__PROMPT__.
Find each line in the material below that contains the word "apart" and copy those lines out in full.

__EXTRACTED MATERIAL__.
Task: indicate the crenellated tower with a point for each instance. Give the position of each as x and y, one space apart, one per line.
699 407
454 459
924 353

...

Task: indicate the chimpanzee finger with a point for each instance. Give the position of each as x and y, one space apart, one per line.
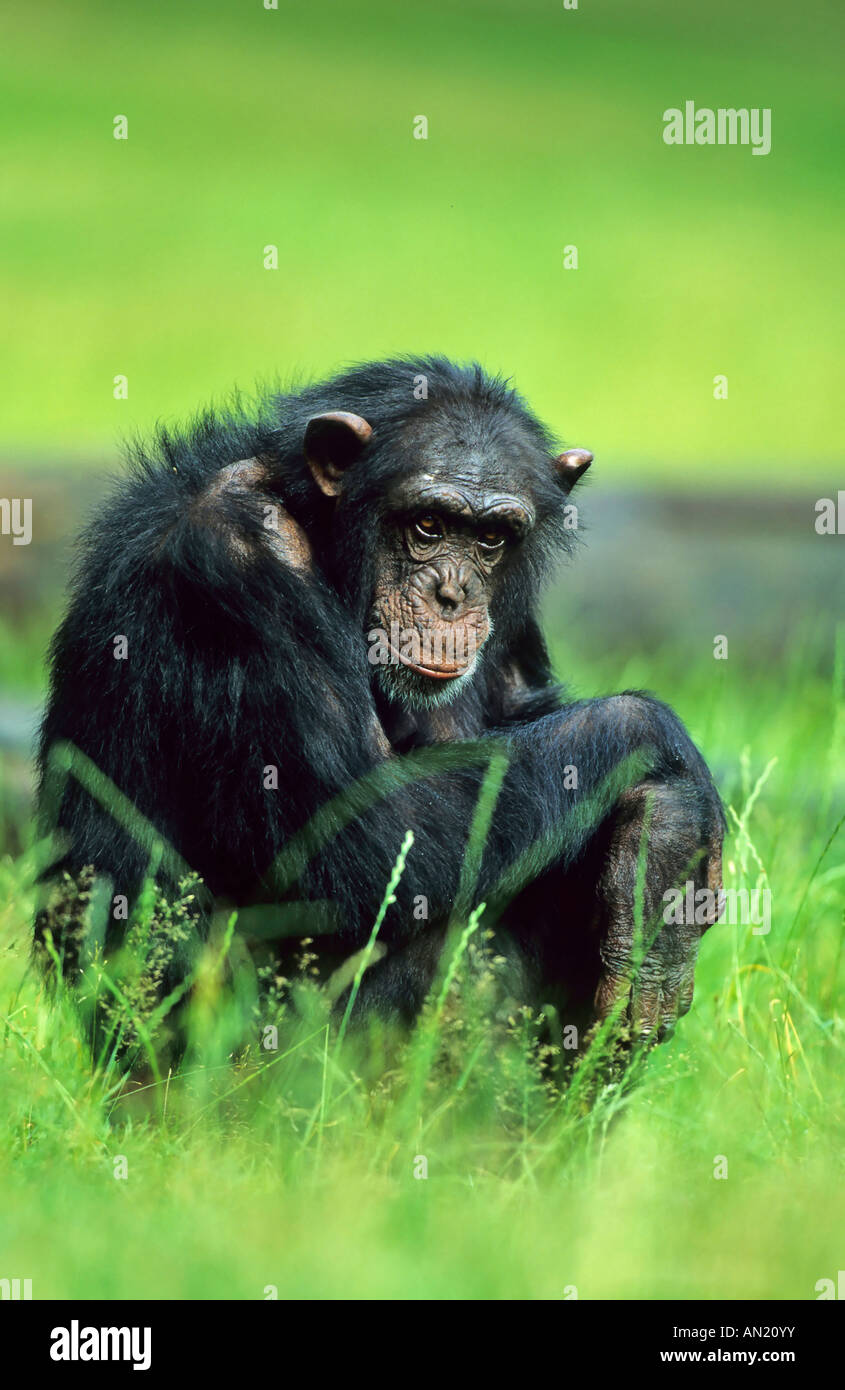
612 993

__OUTPUT OF THE TASK__.
Task: indicate the crenellated tower with a point for each instance. Give the position of each as x and y, one space apart, one per line.
Task: indicate the chimpanzee finger with a point for each instance. Give the position of each as x and y, one space apart, one per line.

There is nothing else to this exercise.